(Rows of box annotation data)
◆ ◆ ◆ ◆ ◆

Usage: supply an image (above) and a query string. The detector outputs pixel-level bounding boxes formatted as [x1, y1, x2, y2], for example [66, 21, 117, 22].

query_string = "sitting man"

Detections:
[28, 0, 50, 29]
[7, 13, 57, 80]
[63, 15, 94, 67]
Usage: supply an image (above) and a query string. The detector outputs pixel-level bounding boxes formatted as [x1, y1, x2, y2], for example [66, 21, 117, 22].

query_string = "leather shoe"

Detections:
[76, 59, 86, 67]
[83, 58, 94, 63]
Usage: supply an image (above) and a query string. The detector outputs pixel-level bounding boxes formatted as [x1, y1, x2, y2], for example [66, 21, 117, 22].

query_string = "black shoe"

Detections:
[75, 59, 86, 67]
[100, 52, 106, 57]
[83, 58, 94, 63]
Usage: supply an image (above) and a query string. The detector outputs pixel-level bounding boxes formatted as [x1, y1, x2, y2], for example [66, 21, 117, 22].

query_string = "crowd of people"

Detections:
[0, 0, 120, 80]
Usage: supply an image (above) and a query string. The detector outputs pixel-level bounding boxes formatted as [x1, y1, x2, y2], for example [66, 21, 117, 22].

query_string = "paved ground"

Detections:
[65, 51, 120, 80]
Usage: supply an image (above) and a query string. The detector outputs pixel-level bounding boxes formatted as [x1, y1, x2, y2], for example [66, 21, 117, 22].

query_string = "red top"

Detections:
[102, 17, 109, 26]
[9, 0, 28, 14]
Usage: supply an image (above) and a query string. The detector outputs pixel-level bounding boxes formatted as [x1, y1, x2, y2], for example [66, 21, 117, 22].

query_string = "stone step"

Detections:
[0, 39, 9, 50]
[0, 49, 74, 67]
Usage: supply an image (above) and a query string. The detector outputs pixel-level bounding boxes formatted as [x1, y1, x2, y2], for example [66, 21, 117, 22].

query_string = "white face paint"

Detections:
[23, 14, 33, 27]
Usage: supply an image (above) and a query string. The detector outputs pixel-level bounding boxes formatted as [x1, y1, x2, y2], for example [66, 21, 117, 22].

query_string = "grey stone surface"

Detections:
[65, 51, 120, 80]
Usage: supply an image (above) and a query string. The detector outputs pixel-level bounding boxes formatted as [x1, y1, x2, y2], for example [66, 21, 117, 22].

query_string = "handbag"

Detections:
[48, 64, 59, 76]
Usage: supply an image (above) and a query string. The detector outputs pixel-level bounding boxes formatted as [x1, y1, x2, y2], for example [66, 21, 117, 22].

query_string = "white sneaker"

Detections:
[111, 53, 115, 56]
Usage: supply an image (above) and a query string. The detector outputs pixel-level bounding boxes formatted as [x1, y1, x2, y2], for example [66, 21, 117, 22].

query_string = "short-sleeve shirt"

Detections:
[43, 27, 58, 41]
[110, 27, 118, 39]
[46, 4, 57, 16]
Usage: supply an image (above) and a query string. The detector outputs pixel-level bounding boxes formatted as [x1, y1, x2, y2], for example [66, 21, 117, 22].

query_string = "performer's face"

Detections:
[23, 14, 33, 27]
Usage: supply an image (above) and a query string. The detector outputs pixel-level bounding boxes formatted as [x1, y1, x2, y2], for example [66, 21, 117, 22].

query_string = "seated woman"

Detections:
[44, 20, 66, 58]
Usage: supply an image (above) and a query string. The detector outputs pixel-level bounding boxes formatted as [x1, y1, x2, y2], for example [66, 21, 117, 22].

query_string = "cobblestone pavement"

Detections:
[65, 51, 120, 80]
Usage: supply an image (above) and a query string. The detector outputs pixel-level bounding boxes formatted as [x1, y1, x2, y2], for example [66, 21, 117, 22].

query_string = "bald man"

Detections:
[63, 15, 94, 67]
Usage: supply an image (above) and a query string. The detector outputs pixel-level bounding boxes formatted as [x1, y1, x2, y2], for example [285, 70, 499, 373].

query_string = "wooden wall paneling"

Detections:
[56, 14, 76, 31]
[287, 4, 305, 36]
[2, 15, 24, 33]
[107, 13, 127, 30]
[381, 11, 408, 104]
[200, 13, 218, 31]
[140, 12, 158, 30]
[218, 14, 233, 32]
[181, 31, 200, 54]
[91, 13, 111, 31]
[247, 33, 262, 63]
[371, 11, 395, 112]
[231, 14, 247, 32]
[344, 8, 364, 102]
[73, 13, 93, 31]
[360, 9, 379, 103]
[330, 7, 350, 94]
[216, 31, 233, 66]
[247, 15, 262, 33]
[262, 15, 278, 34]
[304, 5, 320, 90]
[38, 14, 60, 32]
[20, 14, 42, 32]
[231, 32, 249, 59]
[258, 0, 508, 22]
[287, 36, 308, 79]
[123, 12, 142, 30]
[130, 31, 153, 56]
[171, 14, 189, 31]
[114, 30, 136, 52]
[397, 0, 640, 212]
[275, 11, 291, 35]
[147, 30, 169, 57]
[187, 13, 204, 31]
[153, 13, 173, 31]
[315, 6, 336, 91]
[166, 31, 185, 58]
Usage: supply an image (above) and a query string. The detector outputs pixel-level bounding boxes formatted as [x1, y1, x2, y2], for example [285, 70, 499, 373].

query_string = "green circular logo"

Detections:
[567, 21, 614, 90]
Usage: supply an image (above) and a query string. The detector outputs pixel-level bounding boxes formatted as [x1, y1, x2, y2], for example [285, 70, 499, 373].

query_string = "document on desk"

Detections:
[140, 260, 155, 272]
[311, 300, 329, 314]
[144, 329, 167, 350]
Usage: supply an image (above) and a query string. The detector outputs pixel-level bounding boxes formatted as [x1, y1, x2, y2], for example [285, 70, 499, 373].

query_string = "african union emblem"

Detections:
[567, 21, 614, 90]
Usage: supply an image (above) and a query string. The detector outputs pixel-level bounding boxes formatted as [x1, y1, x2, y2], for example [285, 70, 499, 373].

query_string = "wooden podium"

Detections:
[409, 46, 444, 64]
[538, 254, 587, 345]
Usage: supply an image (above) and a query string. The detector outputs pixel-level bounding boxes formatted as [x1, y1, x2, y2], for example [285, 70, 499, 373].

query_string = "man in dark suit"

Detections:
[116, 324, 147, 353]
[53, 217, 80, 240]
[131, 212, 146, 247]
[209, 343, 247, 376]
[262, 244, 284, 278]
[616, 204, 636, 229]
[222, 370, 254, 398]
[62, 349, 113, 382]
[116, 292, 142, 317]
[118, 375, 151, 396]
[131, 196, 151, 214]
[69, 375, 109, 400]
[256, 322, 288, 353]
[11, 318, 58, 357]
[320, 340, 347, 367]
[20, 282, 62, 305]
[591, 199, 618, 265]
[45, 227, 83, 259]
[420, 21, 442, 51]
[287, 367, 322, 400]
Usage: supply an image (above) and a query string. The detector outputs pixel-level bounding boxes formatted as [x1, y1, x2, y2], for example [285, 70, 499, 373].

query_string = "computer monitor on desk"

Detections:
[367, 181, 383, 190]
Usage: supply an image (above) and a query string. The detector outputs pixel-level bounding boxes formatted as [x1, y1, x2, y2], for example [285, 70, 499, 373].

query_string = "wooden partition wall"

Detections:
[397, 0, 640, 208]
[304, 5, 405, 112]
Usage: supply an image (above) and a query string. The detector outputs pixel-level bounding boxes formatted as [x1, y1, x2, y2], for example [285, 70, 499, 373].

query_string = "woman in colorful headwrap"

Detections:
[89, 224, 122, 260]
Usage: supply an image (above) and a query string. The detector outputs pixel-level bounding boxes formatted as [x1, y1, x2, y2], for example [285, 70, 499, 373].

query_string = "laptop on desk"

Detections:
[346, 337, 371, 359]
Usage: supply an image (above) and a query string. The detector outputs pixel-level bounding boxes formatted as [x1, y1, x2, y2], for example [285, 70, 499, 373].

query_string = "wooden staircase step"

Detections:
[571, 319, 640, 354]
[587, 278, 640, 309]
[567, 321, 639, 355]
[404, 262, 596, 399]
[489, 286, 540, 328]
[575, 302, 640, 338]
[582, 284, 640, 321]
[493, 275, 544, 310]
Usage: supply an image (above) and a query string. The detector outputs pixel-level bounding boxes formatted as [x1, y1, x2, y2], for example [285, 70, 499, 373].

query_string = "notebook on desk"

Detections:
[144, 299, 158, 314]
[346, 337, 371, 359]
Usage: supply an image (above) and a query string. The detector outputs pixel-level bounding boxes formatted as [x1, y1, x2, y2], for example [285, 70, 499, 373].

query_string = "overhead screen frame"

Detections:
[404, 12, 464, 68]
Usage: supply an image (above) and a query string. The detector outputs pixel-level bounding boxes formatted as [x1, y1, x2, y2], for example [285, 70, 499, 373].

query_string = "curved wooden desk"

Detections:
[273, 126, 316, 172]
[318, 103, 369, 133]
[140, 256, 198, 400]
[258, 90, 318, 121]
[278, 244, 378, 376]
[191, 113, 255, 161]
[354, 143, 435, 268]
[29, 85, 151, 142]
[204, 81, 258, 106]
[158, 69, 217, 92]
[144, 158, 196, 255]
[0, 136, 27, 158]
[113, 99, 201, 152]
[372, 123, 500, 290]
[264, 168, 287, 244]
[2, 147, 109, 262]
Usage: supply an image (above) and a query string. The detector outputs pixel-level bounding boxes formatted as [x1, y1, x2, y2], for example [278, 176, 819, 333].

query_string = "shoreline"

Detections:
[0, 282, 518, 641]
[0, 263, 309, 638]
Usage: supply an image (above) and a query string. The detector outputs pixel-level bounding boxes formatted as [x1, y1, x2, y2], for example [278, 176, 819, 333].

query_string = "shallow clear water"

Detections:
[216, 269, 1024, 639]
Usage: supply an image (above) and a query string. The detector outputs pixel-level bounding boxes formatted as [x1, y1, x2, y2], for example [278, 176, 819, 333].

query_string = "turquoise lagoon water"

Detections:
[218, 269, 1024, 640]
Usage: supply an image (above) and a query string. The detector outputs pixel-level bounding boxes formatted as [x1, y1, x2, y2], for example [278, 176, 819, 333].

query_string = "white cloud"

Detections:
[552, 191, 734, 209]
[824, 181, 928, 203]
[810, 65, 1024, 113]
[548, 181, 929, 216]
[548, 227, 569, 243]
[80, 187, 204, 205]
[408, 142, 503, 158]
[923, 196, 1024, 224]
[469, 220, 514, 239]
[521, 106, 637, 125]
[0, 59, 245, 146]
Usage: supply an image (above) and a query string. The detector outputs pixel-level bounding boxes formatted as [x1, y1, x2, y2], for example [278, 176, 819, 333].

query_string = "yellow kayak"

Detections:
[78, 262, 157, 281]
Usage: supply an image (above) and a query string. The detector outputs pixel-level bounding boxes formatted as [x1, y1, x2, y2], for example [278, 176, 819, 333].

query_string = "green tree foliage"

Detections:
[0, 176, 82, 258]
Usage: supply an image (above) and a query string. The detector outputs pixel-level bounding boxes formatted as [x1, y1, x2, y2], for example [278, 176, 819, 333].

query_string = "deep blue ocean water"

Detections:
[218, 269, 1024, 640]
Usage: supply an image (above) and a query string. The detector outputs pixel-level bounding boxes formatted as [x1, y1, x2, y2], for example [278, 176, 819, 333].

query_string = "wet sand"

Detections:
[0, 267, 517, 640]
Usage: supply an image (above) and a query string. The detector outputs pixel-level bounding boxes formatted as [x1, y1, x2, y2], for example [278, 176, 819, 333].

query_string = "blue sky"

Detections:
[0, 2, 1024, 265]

◆ ◆ ◆ ◆ ◆

▶ _STATED PROBLEM_: Locate each line in the material above that contains the string "green", matching case exactly, and copy those lines out in full.

▶ _REPLY TO THE EXERCISE_:
query_string = "green circular logo"
query_string = "green tree foliage"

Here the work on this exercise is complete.